[Image object location entries]
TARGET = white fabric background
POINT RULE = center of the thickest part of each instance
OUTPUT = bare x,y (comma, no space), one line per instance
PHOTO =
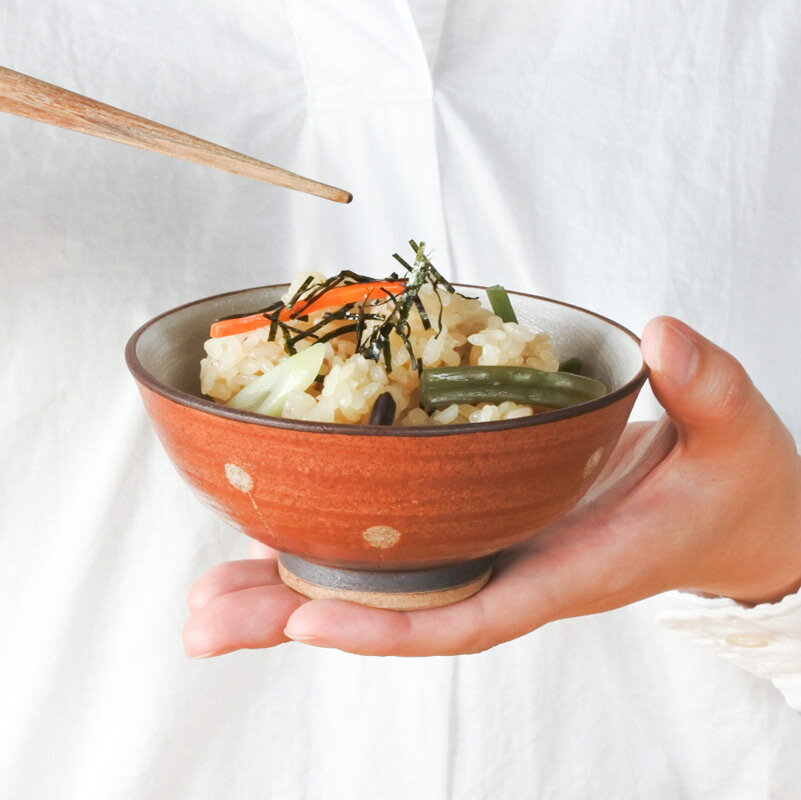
634,158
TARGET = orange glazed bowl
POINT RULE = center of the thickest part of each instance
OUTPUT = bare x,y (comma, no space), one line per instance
393,516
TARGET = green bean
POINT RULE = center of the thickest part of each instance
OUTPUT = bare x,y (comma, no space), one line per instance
443,386
573,365
501,304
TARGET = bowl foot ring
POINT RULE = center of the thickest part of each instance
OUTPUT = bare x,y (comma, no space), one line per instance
400,591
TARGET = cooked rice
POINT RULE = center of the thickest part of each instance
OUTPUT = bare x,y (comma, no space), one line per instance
470,334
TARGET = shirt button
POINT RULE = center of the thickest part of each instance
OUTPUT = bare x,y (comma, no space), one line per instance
747,640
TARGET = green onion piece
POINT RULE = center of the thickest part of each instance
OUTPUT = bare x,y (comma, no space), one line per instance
443,386
501,304
573,365
268,393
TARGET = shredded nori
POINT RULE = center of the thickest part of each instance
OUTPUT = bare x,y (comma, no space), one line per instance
391,311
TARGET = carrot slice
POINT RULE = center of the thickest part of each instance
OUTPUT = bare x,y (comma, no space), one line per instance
338,296
228,327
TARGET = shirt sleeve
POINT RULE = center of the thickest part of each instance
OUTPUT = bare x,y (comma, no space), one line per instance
764,639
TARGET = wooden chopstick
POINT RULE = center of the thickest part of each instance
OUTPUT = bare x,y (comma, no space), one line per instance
29,97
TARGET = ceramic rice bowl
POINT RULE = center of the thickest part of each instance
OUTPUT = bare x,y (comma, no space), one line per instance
398,517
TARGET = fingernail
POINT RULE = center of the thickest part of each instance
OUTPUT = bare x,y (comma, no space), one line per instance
307,638
677,356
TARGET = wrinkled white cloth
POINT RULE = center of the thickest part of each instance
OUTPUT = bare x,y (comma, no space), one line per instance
633,158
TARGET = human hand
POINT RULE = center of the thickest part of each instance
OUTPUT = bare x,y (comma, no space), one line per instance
719,514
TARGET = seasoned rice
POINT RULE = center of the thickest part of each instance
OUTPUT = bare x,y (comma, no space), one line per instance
470,334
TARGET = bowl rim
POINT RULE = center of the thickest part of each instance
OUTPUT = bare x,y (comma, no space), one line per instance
202,404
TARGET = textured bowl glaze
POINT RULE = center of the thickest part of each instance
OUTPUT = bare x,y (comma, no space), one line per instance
385,498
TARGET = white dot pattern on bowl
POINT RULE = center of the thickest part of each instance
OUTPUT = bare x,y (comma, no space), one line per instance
238,478
381,536
593,461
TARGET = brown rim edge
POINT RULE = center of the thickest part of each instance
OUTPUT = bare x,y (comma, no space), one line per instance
351,429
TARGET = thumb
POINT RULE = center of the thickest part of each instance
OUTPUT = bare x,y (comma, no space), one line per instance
704,390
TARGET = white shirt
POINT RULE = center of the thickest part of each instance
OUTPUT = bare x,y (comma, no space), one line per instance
634,159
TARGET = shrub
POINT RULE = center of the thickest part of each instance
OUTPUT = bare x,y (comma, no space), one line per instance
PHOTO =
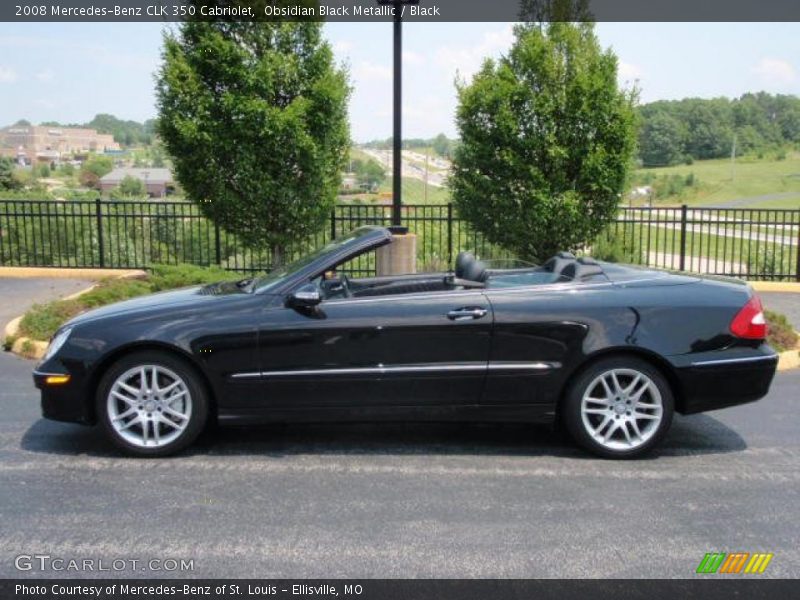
42,320
781,335
8,342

Your instructions. Every line above should be returned word for word, with the pictures left behind.

Written response.
TARGET = white fabric background
POINT RULE = center of the thickest part of each instance
OUTPUT = bare x,y (comma, no space), one line per instance
PHOTO =
634,158
TARGET = orange glazed bowl
POINT RULE = center of the thickest part of each instance
OUTPUT = bare x,y (comma, no space), one line per instance
393,516
TARGET = green bean
POINT RULE = center of the thickest part of each instance
OUTPUT = bare x,y (comma, no space), one line per instance
443,386
573,365
501,304
TARGET = bowl foot ring
POINT RULE = center of the thickest part of each instance
OUTPUT = bare x,y (comma, no space), one line per instance
400,591
TARGET = cooked rice
POINT RULE = center of the thickest part of each instance
OUTPUT = bare x,y (comma, no space), one line per instance
470,334
TARGET = shirt button
POINT RULE = center of the thickest part of each instance
OUTPUT = bare x,y (comma, no space), one line per instance
747,640
TARGET = green onion piece
POINT RULE = center of the thickest part of each instance
OUTPUT = bare x,y (comma, no space), one line per instance
443,386
501,304
573,365
268,393
TARGET = shredded nori
POINT RULE = center of the thickest part of each instance
OUTPUT = bare x,y (comma, no space), one line per instance
391,311
TARGET = carrot slice
POINT RULE = center of the thickest part of each instance
OUTPUT = bare x,y (comma, no space), one line per instance
338,296
228,327
TARGET = shirt sleeve
POINT RULE = center of the thickest part of each instance
OUTPUT = bare x,y (comma, no space), one line per instance
764,639
TARGET = wooden chopstick
POINT RULE = center of the thickest part of each instance
OUTPUT = bare x,y (comma, no space), one line per instance
29,97
TARGET = ceramic rice bowl
POINT RULE = center of the thickest part of each instance
OUTPUT = bare x,y (comma, no space), one line per instance
398,517
TARGET = fingernail
POINT RULE = center of the thickest part of each instance
OUTPUT = bare x,y (comma, no space), one line per instance
307,638
677,356
TARGET = wrinkled white cloth
POINT RULE = center of the thickest part of each instance
OUTPUT = bare x,y (comma, no space), one line per instance
633,158
TARGET = human hand
POINT RULE = center of the thickest part of each instance
OUTPUT = bare x,y (comma, no space), one line per instance
719,514
TARGET = seasoned rice
POINT RULE = center of the thickest part of each instance
OUTPUT = bare x,y (comma, no space), one line per instance
470,334
TARGET = bowl rim
POINT RULE = center of the thickest part of each instance
OUTPUT = bare x,y (comma, no space), one line per instance
202,404
TARGET = textured bowl glaze
POINT RULE = center of the thickest part of each instance
OUTPUT = bare x,y (comma, no space), one line per instance
385,498
TARGET = white dot pattern on bowl
POINT RULE = center of the thickest part of each instance
OUTPUT = bare x,y (comma, no space), one line per instance
238,478
381,536
593,461
TARGET = brown rim edge
POINT RULE = center of the thickest part of each instance
OUTPUT = bare x,y (comma, no space), one line per instance
351,429
TARGET = thumb
POINT RULE = center of the thickest part of each instance
OUTPUT = bare x,y (comma, no space), one line per instance
704,390
TARGET = white shirt
POINT RULE = center of the thickest part of each instance
OUTPUT = bare x,y (comma, no space), one line per instance
634,159
TARGET = shrub
POINT RULE = center of the thickest part of each instance
OUTPUT = bare x,y (comma, no space), one line per instance
PHOTO =
42,320
781,335
8,342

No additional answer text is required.